It is our privilege to be invited to write a commentary on the "Interface of Ethics and Psychiatry: A Philosophical Case Consultation on Psychiatric Ethics on the Ground." The article presents an innovative collaboration between a philosopher and a psychiatrist reasoning together through the ethical aspects of three clinical cases. The case consultation also offers a unique opportunity to reflect on the teaching of psychiatric ethics in clinical settings. This commentary explores those areas of the article from the perspective of a teacher and trainee whose mentoring relationship is grounded in their shared interest in philosophy and psychiatric ethics.

Teacher

A quick search on PubMed and Google Scholar confirms my own clinical impression from performing hundreds of ethics consultations over decades. In comparison with medicine and surgery, ethics consultation has been relatively underused and studied in psychiatry, especially in the out patient and emergency psychiatry settings these authors examine. Most of the clinical work and academic literature on psychiatric and ethics consultation comes from my own specialty home of consultation-liaison psychiatry, that is, psychosomatic medicine (Preisman, 1999). It is non–mental health professionals especially in inpatient settings who request many of these consults. And although my colleagues and I have shown that psychiatrists play a leading and important role on ethics committees and ethic consultation services (Geppert & Cohen, 2006), it is somewhat ironic that role has not historically extended widely to their own species and terrain.

It is not for lack of need or I suspect want on the part of psychiatrists and other mental health professionals that ethics consultation is not more frequently used. As this philosophical case consultation shows, perhaps no domain in health care is as replete with ethical concerns as psychiatry. The authors suggest what I think is a sound thesis. They claim that part of the explanation for the underuse of consultation lies in psychiatry's constrained social mandate to involve, or even [End Page 199] defer, to the law in so many ethical decisions. Most seasoned teachers of ethics will recognize, "What does the law say?", as a common, understandable but at times constricting, refrain from medical students and residents. But psychiatry, unlike either medicine or surgery, really has little choice in the matter; we are in a very real sense coerced to factor in legal considerations in much of our ethical deliberation.

◆ Questions to answer
A – In the psychiatric ethics commentary, which specialty does most of the clinical work and academic literature on psychiatric and ethics consultation come from?
B – Resume the psychiatric ethics commentary after its final sentence and carry it forward.

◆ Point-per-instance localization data
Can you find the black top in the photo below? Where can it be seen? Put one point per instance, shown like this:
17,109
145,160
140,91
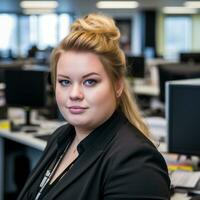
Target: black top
115,162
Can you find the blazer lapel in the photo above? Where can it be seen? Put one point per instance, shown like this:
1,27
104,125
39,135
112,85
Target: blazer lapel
85,161
88,157
38,170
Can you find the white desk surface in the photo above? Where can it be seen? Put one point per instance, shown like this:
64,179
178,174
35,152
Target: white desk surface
24,138
28,138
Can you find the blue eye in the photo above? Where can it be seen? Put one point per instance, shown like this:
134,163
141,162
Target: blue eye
90,82
64,83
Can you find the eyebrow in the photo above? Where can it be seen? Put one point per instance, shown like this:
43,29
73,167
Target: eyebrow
85,76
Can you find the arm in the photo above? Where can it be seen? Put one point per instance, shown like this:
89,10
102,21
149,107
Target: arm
137,174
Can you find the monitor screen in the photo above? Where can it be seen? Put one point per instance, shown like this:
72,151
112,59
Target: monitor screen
190,57
26,88
183,114
135,66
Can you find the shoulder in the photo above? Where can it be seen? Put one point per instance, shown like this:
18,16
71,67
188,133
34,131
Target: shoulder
136,165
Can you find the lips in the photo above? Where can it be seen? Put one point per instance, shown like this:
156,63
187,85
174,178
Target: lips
76,109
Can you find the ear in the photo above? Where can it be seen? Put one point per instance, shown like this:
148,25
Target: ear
119,86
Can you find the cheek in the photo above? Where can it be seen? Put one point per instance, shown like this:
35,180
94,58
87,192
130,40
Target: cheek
102,97
59,96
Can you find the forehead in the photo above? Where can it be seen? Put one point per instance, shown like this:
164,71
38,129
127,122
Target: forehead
79,59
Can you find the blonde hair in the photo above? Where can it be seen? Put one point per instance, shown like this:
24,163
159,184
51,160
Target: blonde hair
98,34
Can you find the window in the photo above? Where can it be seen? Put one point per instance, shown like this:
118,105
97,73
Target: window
8,42
178,35
24,31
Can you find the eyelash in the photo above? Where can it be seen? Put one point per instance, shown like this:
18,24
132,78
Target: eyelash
63,82
88,82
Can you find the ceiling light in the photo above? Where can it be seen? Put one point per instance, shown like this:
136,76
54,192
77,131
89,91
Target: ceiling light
117,4
37,11
192,4
39,4
179,10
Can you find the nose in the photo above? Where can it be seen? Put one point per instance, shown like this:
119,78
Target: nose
76,92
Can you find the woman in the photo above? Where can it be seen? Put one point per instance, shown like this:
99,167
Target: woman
103,152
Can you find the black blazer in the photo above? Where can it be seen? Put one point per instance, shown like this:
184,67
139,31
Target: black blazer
116,162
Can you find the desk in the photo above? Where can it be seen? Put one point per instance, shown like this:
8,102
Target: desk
33,147
28,140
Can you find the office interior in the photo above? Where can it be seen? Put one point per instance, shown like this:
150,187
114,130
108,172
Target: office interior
162,47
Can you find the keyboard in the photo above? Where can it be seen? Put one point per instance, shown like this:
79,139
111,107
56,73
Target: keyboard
186,179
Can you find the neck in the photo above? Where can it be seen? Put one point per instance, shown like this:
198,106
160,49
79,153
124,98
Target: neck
81,134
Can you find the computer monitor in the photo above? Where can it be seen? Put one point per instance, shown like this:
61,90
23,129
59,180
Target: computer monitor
26,89
135,66
176,71
189,57
183,114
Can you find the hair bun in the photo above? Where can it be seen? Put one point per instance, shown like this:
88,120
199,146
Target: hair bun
99,25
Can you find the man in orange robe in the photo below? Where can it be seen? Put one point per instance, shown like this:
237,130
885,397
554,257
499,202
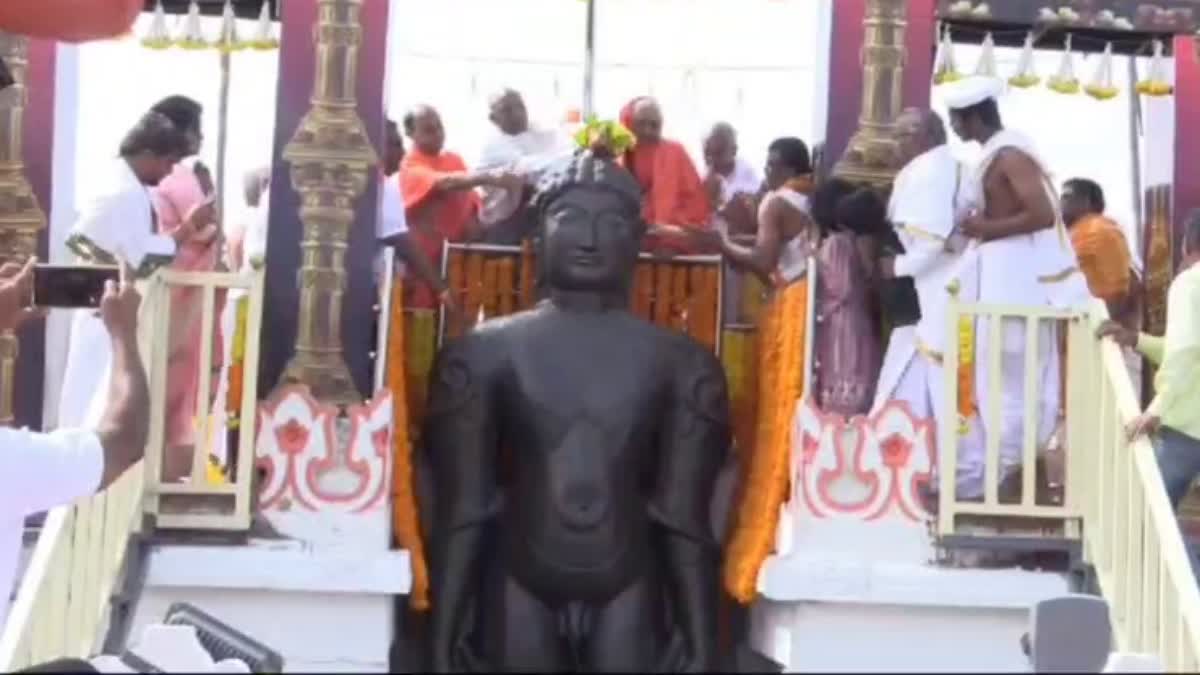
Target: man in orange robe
70,21
441,203
675,193
1099,244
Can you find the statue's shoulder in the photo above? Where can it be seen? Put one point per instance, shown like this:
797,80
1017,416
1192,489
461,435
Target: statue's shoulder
687,354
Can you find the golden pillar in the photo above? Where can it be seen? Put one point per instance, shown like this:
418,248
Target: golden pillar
21,216
330,157
871,154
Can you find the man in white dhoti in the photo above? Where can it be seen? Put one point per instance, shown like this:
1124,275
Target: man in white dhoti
521,150
1023,257
114,226
922,210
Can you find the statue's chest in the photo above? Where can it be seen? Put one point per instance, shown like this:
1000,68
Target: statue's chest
603,380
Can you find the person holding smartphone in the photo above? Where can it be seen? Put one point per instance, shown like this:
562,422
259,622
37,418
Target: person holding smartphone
41,471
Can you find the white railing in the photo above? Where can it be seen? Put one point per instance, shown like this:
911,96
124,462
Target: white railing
994,320
63,601
1114,501
61,604
201,502
1132,537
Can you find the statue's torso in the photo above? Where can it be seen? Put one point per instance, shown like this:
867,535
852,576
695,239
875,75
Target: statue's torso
582,398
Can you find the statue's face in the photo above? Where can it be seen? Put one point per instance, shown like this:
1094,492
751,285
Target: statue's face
592,242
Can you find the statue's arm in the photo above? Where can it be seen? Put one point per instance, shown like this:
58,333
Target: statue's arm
693,451
461,437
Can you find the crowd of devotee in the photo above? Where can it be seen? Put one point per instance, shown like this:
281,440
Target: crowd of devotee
999,231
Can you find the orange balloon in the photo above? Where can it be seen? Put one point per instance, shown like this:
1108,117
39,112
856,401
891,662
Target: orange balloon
70,21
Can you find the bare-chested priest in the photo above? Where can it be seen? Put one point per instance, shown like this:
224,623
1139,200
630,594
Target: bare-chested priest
1024,257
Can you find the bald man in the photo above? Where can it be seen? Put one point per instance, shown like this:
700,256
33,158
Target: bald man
673,192
441,203
729,175
522,150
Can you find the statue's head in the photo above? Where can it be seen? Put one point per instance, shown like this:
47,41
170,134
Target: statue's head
592,227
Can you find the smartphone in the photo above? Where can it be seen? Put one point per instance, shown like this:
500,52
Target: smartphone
71,286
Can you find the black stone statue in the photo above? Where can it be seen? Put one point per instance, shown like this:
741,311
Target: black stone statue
574,452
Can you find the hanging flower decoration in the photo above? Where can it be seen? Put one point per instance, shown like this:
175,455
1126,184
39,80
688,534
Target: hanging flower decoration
1156,81
605,137
193,34
264,33
987,65
228,41
1025,76
1102,88
159,36
943,69
1065,81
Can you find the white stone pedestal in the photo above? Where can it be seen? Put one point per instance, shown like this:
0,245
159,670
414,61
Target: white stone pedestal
324,595
852,586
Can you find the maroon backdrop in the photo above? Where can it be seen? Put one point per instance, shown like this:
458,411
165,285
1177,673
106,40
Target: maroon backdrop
39,154
282,296
1187,136
846,71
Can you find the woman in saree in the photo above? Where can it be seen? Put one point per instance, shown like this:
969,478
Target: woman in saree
847,341
780,254
184,209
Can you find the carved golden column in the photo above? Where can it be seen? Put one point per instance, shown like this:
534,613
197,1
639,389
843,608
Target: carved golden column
330,157
871,154
21,216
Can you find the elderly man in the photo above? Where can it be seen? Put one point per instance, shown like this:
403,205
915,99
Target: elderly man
1024,257
520,149
922,210
729,175
673,192
441,203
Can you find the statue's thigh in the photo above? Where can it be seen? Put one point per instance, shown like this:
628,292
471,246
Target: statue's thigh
629,634
520,633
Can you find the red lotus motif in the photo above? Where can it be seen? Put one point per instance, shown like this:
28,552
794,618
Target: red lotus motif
897,449
292,436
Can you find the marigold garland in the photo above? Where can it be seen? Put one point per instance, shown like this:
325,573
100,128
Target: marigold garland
967,407
765,485
643,291
406,521
237,364
474,287
528,275
507,269
664,282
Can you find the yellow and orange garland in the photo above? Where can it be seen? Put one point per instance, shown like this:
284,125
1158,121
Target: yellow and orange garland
783,335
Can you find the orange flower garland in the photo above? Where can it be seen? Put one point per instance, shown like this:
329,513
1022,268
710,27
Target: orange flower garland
763,489
528,274
406,521
967,407
237,364
508,293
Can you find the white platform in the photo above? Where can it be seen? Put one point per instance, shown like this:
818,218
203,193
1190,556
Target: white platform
821,615
324,610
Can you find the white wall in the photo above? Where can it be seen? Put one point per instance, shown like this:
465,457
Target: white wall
753,63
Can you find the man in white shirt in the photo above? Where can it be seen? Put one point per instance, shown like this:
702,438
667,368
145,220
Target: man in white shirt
1023,257
519,149
729,175
42,471
118,225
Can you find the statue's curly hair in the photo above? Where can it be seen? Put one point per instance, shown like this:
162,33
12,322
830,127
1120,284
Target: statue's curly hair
588,171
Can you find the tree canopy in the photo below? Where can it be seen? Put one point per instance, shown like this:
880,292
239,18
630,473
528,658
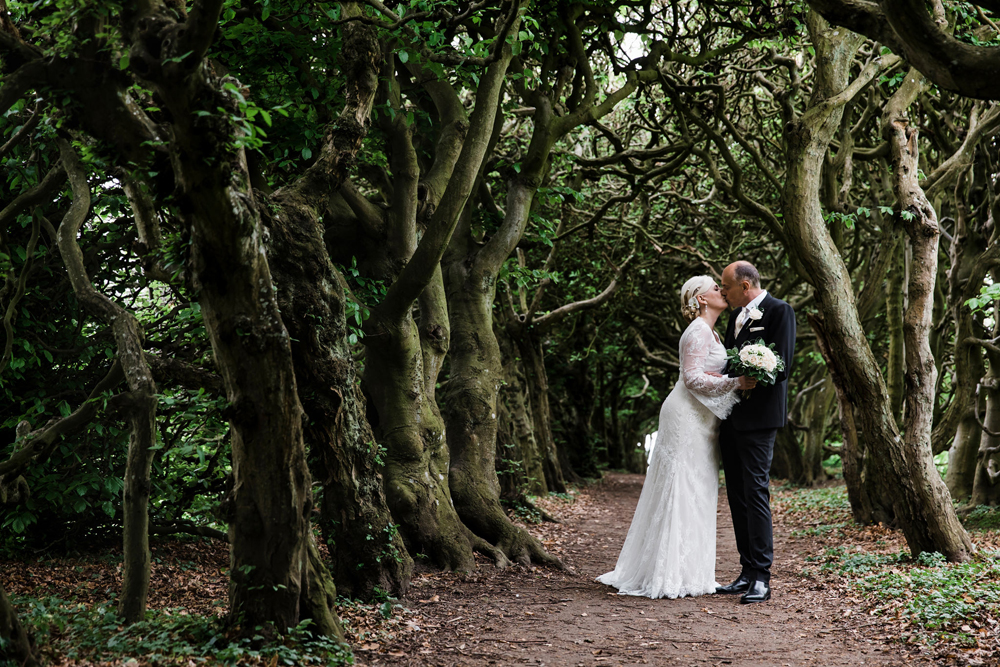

◆ Answers to this exercise
A – Consultation-liaison psychiatry, that is, psychosomatic medicine.

B –
As the authors of this article underscore, the centrality of the law also likely contributes to a tendency of psychiatric residents to believe—usually because this is how they have been taught—that medical ethics begins and ends with the Georgetown Mantra. And although we are certainly not alone in medicine in our relative overreliance on these four principles, the very nature of psychiatry as elementally about the human condition makes this reliance even more misguided. These authors mention care ethics as a much-needed corrective to the principlist direction and Professors Radden and Sadler (2010) have made a persuasive case for the primacy of virtue ethics in psychiatry.

But the poverty of ethical theory in psychiatric training is only part of the problem this "on the ground integrative approach" identifies. Even more critical is by whom and in what training settings psychiatric ethics content is taught. I recall a discussion with my own ethics teacher and pioneer in clinical ethics Richard Zaner, PhD, when the very first MD/PhD programs in philosophy and bioethics were being developed. He asked whether it is better to "teach a philosopher clinical medicine or a physician philosophy?" Obviously, both options are salutary and the combination as the article suggests may be optimal. But I will admit to agreeing with Dr. Zaner then and now that the ideal is to have at least some physicians with formal ethics and philosophy training. Part of the reason the philosopher in this case consultation could be integrated into the clinic not only without disrupting, but enhancing treatment, was her dedication to not just studying the science, but also getting practical experience in the art.

There are other compelling arguments for dually...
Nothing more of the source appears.